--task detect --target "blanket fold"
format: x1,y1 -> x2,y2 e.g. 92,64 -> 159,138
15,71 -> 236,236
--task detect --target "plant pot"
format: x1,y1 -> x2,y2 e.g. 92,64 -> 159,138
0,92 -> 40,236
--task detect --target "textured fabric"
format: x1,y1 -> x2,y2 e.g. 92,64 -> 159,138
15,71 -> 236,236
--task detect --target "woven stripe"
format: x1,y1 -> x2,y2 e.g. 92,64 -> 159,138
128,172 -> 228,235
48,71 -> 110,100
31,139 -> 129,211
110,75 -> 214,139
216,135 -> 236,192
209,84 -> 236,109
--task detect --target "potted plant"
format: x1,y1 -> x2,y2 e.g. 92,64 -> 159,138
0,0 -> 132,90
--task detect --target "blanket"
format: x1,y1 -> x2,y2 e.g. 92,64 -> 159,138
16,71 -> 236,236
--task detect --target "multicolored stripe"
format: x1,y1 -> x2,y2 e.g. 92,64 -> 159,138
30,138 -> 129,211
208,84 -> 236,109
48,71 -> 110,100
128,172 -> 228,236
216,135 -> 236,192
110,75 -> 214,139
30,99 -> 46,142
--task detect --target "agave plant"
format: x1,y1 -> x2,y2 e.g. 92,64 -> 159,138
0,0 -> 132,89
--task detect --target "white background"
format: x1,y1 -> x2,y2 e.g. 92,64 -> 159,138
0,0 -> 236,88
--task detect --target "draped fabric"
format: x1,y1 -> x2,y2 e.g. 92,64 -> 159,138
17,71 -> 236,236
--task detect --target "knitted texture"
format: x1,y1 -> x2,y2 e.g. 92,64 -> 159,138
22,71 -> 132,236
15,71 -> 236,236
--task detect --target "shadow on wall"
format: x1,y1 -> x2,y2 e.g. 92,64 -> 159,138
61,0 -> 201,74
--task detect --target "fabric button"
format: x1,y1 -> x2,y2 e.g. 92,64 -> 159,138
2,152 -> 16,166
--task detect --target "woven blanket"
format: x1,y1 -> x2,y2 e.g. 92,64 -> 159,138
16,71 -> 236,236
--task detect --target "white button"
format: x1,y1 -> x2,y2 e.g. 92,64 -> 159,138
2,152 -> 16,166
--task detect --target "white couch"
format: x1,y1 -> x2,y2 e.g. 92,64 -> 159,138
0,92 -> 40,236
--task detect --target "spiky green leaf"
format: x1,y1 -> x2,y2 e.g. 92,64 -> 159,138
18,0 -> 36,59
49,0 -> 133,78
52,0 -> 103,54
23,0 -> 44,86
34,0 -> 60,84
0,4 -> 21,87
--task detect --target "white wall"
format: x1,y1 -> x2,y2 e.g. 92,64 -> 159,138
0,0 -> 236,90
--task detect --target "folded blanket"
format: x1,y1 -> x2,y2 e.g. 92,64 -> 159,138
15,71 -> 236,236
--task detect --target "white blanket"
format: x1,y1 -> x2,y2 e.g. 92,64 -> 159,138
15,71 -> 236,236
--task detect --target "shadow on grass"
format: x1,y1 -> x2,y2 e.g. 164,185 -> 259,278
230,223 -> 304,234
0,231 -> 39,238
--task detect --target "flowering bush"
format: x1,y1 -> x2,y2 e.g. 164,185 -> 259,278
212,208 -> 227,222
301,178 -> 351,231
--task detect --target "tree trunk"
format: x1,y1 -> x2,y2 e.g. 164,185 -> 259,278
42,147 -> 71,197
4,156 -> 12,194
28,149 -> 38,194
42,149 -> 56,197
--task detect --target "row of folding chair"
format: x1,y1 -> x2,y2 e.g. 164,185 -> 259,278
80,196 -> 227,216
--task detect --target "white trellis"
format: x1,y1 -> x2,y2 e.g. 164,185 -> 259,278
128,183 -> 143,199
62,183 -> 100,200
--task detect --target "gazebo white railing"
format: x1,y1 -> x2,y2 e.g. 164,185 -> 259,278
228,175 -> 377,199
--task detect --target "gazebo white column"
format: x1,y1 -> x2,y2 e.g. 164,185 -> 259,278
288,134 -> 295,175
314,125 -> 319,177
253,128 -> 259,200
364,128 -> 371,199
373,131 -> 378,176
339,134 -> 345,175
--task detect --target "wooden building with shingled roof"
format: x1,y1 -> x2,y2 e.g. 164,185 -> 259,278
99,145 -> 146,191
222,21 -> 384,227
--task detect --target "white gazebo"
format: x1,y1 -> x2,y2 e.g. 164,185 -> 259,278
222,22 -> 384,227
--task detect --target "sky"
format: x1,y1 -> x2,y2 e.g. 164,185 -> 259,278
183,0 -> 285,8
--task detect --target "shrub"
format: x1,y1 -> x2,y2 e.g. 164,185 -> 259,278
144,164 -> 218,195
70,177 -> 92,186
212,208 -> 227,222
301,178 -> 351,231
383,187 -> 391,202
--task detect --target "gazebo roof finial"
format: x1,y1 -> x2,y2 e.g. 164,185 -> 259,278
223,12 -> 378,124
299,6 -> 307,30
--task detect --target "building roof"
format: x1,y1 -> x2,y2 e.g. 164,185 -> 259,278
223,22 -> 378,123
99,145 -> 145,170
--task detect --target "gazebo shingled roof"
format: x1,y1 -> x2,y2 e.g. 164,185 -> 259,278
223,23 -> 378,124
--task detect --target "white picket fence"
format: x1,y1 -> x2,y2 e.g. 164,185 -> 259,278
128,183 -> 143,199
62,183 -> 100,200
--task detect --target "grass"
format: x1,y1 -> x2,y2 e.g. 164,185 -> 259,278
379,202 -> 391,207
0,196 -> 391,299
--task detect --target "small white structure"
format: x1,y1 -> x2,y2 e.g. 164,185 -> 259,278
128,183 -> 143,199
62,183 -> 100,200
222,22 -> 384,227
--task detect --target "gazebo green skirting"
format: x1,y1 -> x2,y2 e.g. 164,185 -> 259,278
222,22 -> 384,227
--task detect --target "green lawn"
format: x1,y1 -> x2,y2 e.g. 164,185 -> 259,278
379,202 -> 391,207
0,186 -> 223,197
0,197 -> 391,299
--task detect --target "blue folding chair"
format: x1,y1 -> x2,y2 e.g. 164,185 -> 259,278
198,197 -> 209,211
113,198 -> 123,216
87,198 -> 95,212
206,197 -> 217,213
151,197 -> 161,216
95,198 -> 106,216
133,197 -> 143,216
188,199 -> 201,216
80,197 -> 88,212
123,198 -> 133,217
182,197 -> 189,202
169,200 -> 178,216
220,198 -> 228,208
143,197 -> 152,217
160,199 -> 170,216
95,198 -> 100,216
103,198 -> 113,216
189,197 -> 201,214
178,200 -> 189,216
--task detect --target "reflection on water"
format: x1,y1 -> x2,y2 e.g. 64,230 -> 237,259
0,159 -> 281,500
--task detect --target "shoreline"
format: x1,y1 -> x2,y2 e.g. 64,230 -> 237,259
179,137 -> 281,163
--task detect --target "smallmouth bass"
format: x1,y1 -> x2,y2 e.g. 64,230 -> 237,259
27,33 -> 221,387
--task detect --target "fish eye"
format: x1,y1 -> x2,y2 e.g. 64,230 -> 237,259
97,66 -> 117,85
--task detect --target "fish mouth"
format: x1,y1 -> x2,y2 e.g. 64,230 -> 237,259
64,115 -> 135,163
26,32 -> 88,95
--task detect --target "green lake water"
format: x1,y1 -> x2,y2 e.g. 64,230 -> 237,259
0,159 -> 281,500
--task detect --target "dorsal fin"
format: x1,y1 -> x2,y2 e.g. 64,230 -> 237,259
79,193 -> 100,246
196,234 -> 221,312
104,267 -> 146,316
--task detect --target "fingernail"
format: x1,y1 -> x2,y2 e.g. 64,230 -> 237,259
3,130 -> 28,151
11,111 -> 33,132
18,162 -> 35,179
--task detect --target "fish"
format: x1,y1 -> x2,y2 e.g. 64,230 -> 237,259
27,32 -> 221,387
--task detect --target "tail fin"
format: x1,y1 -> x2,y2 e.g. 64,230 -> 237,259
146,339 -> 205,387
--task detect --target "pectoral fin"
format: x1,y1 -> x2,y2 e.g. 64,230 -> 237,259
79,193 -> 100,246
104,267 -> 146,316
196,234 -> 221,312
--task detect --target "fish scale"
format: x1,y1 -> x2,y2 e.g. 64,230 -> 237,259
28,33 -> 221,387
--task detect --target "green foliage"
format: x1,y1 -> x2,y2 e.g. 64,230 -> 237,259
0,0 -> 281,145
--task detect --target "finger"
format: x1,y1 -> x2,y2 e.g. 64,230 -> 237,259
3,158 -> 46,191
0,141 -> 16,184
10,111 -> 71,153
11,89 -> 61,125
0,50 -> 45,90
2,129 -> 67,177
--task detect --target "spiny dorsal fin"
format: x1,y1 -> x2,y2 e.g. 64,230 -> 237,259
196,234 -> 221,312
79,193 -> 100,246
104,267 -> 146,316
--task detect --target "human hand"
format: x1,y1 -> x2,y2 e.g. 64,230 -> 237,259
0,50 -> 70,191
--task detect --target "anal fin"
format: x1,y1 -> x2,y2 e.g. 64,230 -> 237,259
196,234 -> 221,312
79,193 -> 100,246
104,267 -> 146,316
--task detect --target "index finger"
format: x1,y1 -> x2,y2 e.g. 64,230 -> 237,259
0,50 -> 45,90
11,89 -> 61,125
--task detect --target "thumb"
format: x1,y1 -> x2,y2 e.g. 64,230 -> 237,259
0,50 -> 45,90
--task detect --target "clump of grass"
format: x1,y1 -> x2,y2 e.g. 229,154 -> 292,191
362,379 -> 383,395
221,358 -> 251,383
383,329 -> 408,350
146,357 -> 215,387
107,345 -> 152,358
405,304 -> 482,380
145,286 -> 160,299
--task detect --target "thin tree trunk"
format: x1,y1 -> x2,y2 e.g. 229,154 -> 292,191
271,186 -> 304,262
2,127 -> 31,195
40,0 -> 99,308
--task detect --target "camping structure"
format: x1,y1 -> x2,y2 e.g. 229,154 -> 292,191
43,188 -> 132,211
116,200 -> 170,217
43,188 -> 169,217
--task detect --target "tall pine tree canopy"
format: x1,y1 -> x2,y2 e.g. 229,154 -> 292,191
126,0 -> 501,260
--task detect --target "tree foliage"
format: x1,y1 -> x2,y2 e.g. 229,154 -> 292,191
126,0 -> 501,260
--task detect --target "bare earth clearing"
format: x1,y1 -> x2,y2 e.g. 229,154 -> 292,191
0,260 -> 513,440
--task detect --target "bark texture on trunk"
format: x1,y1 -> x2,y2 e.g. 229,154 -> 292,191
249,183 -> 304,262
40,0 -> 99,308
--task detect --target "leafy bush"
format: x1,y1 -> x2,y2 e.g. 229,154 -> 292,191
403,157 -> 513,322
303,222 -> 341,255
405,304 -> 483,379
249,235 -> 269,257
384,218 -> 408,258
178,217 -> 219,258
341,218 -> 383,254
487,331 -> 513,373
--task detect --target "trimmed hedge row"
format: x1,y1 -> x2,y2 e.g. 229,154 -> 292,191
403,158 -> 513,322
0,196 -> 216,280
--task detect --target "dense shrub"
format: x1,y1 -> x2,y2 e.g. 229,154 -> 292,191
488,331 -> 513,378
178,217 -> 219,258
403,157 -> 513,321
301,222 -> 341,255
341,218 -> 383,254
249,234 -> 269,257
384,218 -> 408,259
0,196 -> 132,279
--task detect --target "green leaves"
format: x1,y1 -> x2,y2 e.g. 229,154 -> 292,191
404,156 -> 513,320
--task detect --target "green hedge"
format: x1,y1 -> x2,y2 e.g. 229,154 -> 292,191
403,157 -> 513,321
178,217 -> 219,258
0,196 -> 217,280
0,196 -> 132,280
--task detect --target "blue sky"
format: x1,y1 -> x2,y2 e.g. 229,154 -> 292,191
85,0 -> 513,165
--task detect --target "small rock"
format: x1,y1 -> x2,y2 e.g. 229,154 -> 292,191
####
■ PROBLEM STATEMENT ■
Return the listing lines exactly, from the start of the listing through the line that contains "17,71 -> 236,236", including both ends.

■ SOLUTION TO THIS PROBLEM ■
--task detect --target "blanket fold"
format: x1,y1 -> x2,y2 e.g. 92,64 -> 159,138
15,71 -> 236,236
--task detect --target "plant pot"
format: x1,y1 -> x2,y2 e.g. 92,64 -> 159,138
0,92 -> 40,236
--task detect --target "textured fabric"
format: x1,y1 -> x2,y2 e.g. 92,64 -> 159,138
15,71 -> 236,236
--task detect --target "woven stripe"
format: x1,y1 -> x2,y2 e.g. 92,64 -> 159,138
128,172 -> 228,235
48,71 -> 110,100
31,139 -> 129,211
110,75 -> 214,139
216,135 -> 236,192
209,84 -> 236,109
--task detect --target "potted plant"
format: x1,y1 -> x2,y2 e.g. 92,64 -> 159,138
0,0 -> 132,90
--task detect --target "blanket"
format: x1,y1 -> x2,y2 e.g. 92,64 -> 159,138
16,71 -> 236,236
--task detect --target "multicolored stripe"
format: x1,y1 -> x2,y2 e.g. 92,64 -> 159,138
30,138 -> 129,211
208,84 -> 236,109
48,71 -> 110,100
128,172 -> 228,236
216,135 -> 236,192
110,75 -> 214,139
30,99 -> 46,142
--task detect --target "agave plant"
format: x1,y1 -> x2,y2 e.g. 92,64 -> 159,138
0,0 -> 132,89
--task detect --target "white background"
format: x1,y1 -> x2,y2 e.g. 92,64 -> 159,138
0,0 -> 236,88
--task detect --target "draped fabric"
format: x1,y1 -> x2,y2 e.g. 92,64 -> 159,138
17,71 -> 236,236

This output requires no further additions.